+++ Page extract +++

We tend to see the edge as being worn away like water washes over rocks but that’s not only what happens. The edge does indeed fracture into ever increasing sized craters and this is what the dulled edge really becomes. That being so, the two faces forming the cutting edge are now jaggedly cratered rather than the crisp arête. This then is the reason we inevitably elevate a chisel to compensate for edge fracture on the flat surface edge after only a few minutes of use depending on the wood being worked and the way the chisel itself is worked in the wood also.

Routers are really worked hard in much of the work and the more you can get in prep work from the chisel the easier it will be on your router, it’s cutting iron and of course the less sharpening you will need to do to the router cutter too. Now, that said, there is no reason a steeper top flat cannot replace the bevel and a relief of say a few degrees put to the underside. The Preston and Veritas routers both have a shallower presentation to the underside of the cutter so that would be just fine. Just as an aside and another note of interest that somewhat proves my theory is that if you take one light pass, even the lightest pass, along and on the tips of saw teeth as if slightly topping or jointing  the teeth with a flat file, the saw just will not cut at all. Even though the meeting edges are indeed sharp, without the relief of a back bevel they don’t cut.

+++ Listed records +++

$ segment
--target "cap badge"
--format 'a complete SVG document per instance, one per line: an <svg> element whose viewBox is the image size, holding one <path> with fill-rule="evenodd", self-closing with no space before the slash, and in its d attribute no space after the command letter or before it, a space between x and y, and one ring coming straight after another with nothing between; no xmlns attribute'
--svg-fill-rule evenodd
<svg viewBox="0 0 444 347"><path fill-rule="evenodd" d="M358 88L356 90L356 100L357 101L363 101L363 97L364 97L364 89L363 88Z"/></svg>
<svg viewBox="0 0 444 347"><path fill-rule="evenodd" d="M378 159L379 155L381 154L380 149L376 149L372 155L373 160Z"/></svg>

+++

→ **Task requirements**:
1. In the woodworking text, which two routers have a shallower presentation to the underside of the cutter?
2. Please write out the part of the woodworking text that opens with the words containing "We tend to see" and closes with "the wood also.".

→ **Answers for this exercise**:
1. The Preston and Veritas routers.

2.
We tend to see the edge as being worn away like water washes over rocks but that’s not only what happens. The edge does indeed fracture into ever increasing sized craters and this is what the dulled edge really becomes. That being so, the two faces forming the cutting edge are now jaggedly cratered rather than the crisp arête. This then is the reason we inevitably elevate a chisel to compensate for edge fracture on the flat surface edge after only a few minutes of use depending on the wood being worked and the way the chisel itself is worked in the wood also.